**DOKUMENTTEXT**:
****************************************

# Philips Brenner 1640P nicht erkannt!



## LostProphet (12. Februar 2005)

Servus.

 Habe meinen alten Brenner ausgewechselt und das besagte Modell eingebaut. Auf Slave gejumpert, wie auch das vorherige Modell. Problem ist nun, das der Brenner zwar richtig erkannt und angezeigt wird unter Hardware-Manager, aber bei den Programmen zum Brenner nicht! Nero z.B. frag mich, wenn ich es öffne, Choose Recorder, aber keiner zur Auswahl. Mit dem anderen Modell lief alles einwandfrei, war genauso gejumpert. Zugreifen auf das Laufwerk kann ich wenn eine Spiele CD o.ä. drin ist.

   Wo liegt denn da das Problem?

   MfG

   LP


----------



## Sinac (12. Februar 2005)

das Laufwerk denn unter Windows vernünftig?
Also ich denke deine NERO-Version ist das Problem und erkennt den Brenner nicht. Lad mal ein Update von Ahead.


----------



## LostProphet (12. Februar 2005)

wie, unter windows vernünftig?

 Ich versuchs mal mit nem update.


----------



## LostProphet (12. Februar 2005)

update hat nix gebracht .


----------



## Sinac (12. Februar 2005)

Ob du unter Windows drauf zugreifen kannst.
Hast du die 6er?
Ich hatte neulich beim Kunden auch nen Brenner der von NERO 5 nicht erkannt wurde, mit der 6 ging es.


----------



## LostProphet (12. Februar 2005)

Ich hab im Moment noch die 5er, hau sie aber gerade runter und probiers mit der 6er.

 Ja, kann unter Windows drauf zugreifen.


----------



## Sinac (12. Februar 2005)

Also wenns eine neuerer Brenner ist kanns gut daran liegen


----------



## LostProphet (12. Februar 2005)

Der Brenner ist von November 2004 .

 Jetzt scheint es zu funktionieren, wußte gar nicht das Nero da so Zicken macht.

 thx


----------



## Sinac (12. Februar 2005)

Na dann herzlichen Glückwunsch


----------

****************************************

**DATENSATZAUSZUG**:
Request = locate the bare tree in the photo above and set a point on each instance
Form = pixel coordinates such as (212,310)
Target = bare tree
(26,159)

****************************************

**KURZE AUFGABE 1**:
Übersetze diesen Satz aus dem Dokumenttext ins Englische: „Ich hatte neulich beim Kunden auch nen Brenner der von NERO 5 nicht erkannt wurde, mit der 6 ging es.“
**KURZE AUFGABE 2**:
Welche Nero-Version hatte LostProphet laut Dokumenttext installiert, bevor er die 6er ausprobierte?
Die Auflistung hat mit dem Dokumenttext nichts zu tun.

**ENDERGEBNIS 1**:
Recently at a customer's I also had a burner that wasn't recognized by NERO 5; with version 6 it worked.

**ENDERGEBNIS 2**:
Die 5er